— DIE AUFGABEN —
1: In welchem Medium las Gerfried Heldt laut dem Interview zum Kölner Bürgerorchester von dem Angebot?
2: Führe das Interview zum Kölner Bürgerorchester im Anschluss an seinen letzten Satz weiter.

— TEXTAUSZUG —
Vom Glück des Miteinanders

Ulrike Schäfer (Solocellistin des Gürzenich-Orchesters und Coach im Bürgerorchester) im Gespräch mit Mareike Bruns (Viola) und Gerfried Heldt (Flöte).

Ulrike Schäfer:
Wie kam es denn zu eurem Entschluss, im Kölner Bürgerorchester mitzuspielen?

Mareike Bruns:
Ich habe über einen Bekannten von diesem Projekt gehört. Eigentlich war die Anmeldefrist schon abgelaufen, aber ich hatte Glück! Wahrscheinlich auch deswegen, weil es nun mal nicht so viele Bratschen gibt ...

Gerfried Heldt:
Immer, wenn ich am Künstlereingang der Philharmonie vorbeigegangen bin, habe ich zu meiner Frau gesagt: »Du, hier möchte ich auch einmal reingehen und auf dieser Bühne spielen!« Dann las ich das Angebot mit dem Bürgerorchester in der Tagespresse. Ich habe mich sofort beworben! Naja, und dann auch noch mit François-Xavier Roth ... ich habe ihn natürlich vorher schon live erlebt, wir sind Abonnenten beim Gürzenich-Orchester.

[Einträge zu Umrissanmerkungen in Bildern]
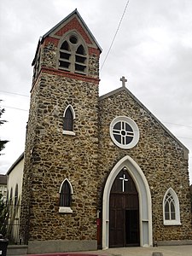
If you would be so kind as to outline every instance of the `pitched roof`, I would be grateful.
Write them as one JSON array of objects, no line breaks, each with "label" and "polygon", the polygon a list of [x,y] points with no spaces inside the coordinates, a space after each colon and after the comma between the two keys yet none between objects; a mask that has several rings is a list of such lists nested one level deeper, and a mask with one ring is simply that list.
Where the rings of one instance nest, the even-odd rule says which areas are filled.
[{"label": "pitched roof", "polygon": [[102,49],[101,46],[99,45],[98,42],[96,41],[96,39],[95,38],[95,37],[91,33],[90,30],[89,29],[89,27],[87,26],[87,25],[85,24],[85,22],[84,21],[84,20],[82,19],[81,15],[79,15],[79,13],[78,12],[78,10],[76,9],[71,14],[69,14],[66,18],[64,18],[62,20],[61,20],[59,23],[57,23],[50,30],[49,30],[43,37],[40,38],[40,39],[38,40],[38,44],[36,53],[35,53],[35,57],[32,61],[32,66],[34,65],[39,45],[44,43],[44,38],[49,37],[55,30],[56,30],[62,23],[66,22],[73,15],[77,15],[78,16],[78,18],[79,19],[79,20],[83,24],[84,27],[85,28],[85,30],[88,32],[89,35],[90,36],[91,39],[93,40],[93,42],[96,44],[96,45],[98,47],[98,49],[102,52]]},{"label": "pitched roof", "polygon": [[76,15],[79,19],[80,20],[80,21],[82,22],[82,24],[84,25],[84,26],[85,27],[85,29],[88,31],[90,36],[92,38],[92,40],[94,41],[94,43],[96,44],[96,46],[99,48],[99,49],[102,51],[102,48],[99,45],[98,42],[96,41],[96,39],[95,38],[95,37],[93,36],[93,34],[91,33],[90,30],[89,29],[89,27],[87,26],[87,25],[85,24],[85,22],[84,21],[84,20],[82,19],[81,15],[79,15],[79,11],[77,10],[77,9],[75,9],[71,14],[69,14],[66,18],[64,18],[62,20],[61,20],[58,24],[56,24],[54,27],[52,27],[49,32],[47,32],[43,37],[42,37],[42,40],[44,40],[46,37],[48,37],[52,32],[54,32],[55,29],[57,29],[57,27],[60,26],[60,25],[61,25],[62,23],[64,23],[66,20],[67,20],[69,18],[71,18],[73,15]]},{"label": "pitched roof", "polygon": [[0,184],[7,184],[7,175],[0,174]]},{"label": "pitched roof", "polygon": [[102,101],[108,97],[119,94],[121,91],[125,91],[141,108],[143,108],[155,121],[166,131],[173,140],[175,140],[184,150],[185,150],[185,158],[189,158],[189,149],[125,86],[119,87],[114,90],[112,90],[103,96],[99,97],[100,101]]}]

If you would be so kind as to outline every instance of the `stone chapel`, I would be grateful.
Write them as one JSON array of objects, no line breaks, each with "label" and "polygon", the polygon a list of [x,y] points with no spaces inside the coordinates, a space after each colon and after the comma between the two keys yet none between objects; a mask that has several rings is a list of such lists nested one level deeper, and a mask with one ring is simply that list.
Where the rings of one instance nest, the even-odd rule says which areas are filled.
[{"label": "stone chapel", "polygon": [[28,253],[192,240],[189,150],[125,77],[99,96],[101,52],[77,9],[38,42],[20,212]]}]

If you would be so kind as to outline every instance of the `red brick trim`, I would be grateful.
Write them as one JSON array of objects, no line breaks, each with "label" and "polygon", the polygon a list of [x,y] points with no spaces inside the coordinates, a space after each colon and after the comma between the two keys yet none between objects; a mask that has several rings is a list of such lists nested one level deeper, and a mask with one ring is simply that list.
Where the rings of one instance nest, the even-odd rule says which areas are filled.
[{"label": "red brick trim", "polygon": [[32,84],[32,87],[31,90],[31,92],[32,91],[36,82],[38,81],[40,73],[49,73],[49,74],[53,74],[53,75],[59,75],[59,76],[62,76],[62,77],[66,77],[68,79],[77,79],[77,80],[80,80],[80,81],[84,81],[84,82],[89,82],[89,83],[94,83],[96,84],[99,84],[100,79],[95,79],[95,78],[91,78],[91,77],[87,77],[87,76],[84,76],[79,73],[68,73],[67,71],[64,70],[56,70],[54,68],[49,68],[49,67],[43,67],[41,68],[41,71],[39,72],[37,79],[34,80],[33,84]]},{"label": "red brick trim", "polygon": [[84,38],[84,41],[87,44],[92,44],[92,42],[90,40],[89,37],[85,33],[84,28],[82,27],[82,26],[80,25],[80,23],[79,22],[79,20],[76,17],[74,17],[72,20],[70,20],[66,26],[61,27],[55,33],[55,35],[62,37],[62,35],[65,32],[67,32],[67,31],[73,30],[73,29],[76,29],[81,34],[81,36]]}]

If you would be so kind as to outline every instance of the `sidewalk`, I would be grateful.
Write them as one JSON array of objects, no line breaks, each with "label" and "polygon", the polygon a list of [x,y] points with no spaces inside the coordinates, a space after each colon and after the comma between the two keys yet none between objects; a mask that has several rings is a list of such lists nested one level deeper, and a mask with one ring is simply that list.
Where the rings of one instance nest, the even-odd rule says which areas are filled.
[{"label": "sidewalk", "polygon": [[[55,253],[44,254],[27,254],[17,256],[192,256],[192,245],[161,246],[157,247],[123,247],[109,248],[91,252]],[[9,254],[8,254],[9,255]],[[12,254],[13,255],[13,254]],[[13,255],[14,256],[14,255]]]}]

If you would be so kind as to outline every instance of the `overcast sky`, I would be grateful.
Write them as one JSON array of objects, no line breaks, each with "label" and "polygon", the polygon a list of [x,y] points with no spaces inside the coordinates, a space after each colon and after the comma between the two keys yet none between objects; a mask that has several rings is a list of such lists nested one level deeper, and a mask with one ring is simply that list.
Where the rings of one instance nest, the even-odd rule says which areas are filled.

— LÖSUNGEN ZUR ÜBUNG —
1: In der Tagespresse.

2:
Ulrike Schäfer:
Habt ihr denn ein Probespiel machen müssen?

Mareike Bruns:
Nein, jeder darf kommen. Das ist ja auch Bestandteil dieses Projekts.

Ulrike Schäfer:
Was hattet ihr für Erwartungen?

Gerfried Heldt:
Dass wir wunderschöne Musik machen. Und dass man in Kooperation mit den Profis seine Spielfähigkeit erweitern kann.

Mareike Bruns:
Genau! Das holt ja für uns Laien nochmal was ganz anderes aus der Musik heraus. Das finde ich unglaublich bereichernd. Gleichzeitig finde ich es auch total spannend, die Profis auch mal im direkten Kontakt zu erleben, miteinander ins Gespräch zu kommen.

Ulrike Schäfer:
Gab es da Berührungsängste?

Gerfried Heldt:
Ich hatte schon die Sorge, was wohl passiert, wenn man bei einem Profi mal was Falsches spielt ... kann ich mithalten? Bin ich gut genug?

Ulrike Schäfer:
Und dann?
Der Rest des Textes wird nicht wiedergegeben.